I don’t usually do new year’s resolutions, but this year I’ve committed myself to giving up alcohol for at least the next 365 days. I’m putting this on the Internet so that wavering in public will be harder. So far though, I’m finding the commitment liberating. Over the years I’ve given up, at various times, TV, meat, dairy products, social media, flying, writing and having a job, as well as refusing to get on board at all with credit cards, mortgages, investments, smartphones or anything that can listen to me and send the results to an algorithm. I hasten to add that this does not make me any kind of ascetic. But in a glutted, greedy culture, I have found that refusal offers a cheerful kind of freedom.
Anyway: welcome to our first monthly discussion salon of 2023. Following the successful experiment last month of opening these up to my free subscribers too, I’ve decided that from now on I’m going to do the same thing every other month.

• **Information**
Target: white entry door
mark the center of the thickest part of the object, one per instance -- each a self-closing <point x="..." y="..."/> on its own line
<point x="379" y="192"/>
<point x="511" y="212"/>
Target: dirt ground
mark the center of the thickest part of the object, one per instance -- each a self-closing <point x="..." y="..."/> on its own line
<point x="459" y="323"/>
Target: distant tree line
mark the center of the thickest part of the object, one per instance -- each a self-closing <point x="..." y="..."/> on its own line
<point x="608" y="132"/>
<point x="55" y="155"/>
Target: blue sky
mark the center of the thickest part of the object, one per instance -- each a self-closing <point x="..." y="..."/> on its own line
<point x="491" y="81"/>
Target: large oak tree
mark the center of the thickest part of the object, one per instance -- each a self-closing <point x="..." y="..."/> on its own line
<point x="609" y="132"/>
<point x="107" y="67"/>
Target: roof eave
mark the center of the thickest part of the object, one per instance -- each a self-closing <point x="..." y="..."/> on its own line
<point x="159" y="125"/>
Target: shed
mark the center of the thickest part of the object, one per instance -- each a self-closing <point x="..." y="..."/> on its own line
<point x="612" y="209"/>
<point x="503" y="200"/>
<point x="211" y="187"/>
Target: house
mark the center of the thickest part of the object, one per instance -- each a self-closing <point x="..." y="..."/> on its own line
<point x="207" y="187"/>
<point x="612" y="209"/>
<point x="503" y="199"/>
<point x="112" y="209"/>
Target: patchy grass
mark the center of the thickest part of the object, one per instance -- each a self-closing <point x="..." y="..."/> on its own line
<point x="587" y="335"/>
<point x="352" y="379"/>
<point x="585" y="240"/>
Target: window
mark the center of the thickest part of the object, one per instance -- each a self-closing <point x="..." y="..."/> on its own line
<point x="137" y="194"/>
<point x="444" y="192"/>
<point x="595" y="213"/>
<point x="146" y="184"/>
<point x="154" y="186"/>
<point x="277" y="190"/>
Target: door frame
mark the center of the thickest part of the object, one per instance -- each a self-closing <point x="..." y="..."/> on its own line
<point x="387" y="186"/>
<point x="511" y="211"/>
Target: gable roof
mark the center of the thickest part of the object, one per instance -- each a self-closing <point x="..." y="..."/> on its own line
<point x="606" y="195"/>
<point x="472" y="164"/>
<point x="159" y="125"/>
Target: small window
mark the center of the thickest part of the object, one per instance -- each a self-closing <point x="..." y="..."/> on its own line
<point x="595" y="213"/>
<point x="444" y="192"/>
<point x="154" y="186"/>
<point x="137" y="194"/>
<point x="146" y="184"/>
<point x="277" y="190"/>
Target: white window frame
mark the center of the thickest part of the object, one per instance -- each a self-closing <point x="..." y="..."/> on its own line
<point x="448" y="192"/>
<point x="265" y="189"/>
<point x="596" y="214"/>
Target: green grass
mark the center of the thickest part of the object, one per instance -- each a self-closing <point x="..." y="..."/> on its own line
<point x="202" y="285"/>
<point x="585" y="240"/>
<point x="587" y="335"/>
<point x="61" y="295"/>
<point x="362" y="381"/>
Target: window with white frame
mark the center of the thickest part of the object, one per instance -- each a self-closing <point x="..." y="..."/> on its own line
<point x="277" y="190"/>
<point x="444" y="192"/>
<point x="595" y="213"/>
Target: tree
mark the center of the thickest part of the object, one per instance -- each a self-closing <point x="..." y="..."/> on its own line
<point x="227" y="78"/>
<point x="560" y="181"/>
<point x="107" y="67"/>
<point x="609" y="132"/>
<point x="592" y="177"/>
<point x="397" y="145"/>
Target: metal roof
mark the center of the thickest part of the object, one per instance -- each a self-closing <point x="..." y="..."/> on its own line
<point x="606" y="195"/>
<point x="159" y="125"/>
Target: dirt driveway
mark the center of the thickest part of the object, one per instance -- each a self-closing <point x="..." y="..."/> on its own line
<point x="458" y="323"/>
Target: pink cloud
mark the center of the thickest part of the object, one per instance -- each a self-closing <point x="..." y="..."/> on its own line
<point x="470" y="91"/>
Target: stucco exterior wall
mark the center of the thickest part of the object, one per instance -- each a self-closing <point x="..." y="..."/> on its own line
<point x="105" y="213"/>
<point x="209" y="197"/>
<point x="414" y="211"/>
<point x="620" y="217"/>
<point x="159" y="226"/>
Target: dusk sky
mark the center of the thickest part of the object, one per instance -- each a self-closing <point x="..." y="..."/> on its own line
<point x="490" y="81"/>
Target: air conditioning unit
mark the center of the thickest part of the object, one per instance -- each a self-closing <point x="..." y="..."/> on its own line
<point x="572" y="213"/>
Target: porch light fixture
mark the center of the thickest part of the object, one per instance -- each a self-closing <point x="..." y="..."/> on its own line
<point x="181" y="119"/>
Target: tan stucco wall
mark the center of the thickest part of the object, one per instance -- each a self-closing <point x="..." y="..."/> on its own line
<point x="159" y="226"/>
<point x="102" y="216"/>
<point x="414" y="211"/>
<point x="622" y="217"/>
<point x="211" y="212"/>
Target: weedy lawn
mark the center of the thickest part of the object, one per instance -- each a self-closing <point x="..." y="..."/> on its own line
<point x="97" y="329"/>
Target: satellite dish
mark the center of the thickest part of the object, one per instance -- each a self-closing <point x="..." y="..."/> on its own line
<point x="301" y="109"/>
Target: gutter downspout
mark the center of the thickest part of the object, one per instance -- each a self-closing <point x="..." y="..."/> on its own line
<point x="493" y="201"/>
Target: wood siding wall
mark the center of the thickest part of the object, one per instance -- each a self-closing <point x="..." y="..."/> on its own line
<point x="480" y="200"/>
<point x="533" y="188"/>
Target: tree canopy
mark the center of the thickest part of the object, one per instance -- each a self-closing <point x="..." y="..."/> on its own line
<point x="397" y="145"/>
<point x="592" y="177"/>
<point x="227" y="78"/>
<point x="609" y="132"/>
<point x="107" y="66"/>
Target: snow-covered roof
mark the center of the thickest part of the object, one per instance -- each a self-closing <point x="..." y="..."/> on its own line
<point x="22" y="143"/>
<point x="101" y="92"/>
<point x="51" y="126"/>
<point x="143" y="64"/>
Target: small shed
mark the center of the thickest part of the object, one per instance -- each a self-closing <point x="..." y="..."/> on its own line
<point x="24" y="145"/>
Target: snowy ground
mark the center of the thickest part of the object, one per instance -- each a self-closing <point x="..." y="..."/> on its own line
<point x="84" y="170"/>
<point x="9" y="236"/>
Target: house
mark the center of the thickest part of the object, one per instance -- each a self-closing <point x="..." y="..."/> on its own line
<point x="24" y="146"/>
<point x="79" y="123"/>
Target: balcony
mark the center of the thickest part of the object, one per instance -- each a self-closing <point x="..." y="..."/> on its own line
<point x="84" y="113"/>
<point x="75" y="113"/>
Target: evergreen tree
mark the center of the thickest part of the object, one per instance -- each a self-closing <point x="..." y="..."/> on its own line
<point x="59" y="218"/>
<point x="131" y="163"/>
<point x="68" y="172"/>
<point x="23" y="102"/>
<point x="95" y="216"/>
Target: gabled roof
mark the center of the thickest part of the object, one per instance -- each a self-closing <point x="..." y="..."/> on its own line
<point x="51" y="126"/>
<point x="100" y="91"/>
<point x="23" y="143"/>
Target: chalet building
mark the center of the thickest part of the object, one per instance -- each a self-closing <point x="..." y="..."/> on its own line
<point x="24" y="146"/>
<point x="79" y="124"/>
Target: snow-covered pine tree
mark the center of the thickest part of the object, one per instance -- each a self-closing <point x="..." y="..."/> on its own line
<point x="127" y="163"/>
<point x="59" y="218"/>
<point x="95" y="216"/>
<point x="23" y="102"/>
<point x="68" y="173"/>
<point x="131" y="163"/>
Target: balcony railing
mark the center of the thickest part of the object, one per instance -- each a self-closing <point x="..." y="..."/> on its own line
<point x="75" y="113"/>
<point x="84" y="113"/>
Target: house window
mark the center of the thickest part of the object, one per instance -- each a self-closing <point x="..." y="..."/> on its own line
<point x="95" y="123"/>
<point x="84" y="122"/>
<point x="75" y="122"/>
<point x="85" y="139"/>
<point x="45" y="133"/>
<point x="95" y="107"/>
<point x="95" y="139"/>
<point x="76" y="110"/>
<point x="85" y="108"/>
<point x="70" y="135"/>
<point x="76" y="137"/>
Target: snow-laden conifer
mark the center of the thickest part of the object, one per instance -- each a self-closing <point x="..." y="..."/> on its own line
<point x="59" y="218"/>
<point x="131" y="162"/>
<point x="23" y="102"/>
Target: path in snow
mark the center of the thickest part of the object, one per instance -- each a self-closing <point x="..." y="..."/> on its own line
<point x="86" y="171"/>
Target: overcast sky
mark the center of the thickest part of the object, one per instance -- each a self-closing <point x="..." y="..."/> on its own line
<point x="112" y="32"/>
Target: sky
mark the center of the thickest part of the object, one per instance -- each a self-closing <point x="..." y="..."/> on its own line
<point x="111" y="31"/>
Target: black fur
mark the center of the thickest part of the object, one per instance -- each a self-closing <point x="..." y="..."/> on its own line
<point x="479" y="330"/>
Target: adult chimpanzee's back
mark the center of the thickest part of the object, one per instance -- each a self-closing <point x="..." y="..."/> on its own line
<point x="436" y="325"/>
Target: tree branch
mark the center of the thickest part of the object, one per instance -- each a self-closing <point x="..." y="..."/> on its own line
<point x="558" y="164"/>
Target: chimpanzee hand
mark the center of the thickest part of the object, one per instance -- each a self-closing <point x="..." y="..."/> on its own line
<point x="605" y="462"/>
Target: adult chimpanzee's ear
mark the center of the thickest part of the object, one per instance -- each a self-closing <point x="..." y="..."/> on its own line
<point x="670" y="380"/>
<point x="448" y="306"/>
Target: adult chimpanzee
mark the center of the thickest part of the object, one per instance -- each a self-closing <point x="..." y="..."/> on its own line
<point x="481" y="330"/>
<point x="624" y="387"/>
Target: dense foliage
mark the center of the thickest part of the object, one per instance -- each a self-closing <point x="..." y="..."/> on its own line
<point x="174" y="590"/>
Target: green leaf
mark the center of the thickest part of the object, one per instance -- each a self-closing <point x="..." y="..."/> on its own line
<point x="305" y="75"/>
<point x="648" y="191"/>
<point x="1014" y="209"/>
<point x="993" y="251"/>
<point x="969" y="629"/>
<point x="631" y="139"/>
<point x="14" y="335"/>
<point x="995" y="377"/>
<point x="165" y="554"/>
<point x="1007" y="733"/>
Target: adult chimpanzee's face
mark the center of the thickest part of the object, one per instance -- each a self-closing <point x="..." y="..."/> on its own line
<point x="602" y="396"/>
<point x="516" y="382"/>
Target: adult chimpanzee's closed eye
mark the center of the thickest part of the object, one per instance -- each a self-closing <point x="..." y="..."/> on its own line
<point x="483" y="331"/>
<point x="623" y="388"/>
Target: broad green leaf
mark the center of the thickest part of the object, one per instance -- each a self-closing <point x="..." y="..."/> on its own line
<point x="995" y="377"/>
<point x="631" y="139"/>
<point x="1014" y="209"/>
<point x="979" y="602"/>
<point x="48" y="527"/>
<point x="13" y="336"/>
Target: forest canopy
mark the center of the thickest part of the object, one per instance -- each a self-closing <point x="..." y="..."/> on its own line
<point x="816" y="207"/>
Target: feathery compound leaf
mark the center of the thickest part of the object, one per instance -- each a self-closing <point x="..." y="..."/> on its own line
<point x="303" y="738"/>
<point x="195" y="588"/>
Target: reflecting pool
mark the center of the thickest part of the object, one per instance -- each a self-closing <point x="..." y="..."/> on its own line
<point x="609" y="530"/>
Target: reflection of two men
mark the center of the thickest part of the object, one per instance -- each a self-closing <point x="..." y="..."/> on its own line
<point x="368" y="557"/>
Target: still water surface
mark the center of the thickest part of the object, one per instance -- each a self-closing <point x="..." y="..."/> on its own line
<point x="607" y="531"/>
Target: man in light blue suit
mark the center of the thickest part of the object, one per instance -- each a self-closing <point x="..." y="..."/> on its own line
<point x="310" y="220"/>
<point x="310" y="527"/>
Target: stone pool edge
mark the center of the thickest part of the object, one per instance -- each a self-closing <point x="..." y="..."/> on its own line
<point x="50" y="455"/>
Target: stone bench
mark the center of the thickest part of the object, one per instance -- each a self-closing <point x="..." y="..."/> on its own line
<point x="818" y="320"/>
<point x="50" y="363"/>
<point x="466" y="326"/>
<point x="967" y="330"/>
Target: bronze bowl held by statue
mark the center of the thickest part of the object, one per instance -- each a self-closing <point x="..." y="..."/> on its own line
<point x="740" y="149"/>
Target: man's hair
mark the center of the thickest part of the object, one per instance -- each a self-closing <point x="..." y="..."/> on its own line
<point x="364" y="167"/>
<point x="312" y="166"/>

• **Complete the following**
1. In the passage on the alcohol resolution, how long has the writer committed to giving up alcohol?
2. According to the passage on the alcohol resolution, why is the writer announcing the commitment on the Internet?
3. Carry the passage on the alcohol resolution forward, picking up after its final sentence about opening the salons to free subscribers every other month.

• **Task results**
1. For at least the next 365 days.

2. The writer is putting the resolution online so that wavering in public will be harder.

3.
As ever, this is a space for you to reflect on anything you like. If you need a steer - though don’t feel you should - you might want to tell us if you’ve read anything interesting lately. Over the last few weeks I’ve read a number of usefully insightful essays here and there: on the new demonisation of beauty; on how the old leftist desire to abolish the family refuses to die; on Russia’s new ‘privatised digital control grid’ (bad news for any culture warriors who think Putin will save them); on the ‘new secular clerisy’ here in Ireland, who are busy building a woke religion to replace that of the Catholic church; and on how control of language equals control of culture.
I appreciate that this is not really a list of light reads, and that tradition demands rugged optimism at this time of year. Maybe somebody else can help with that. Fire away.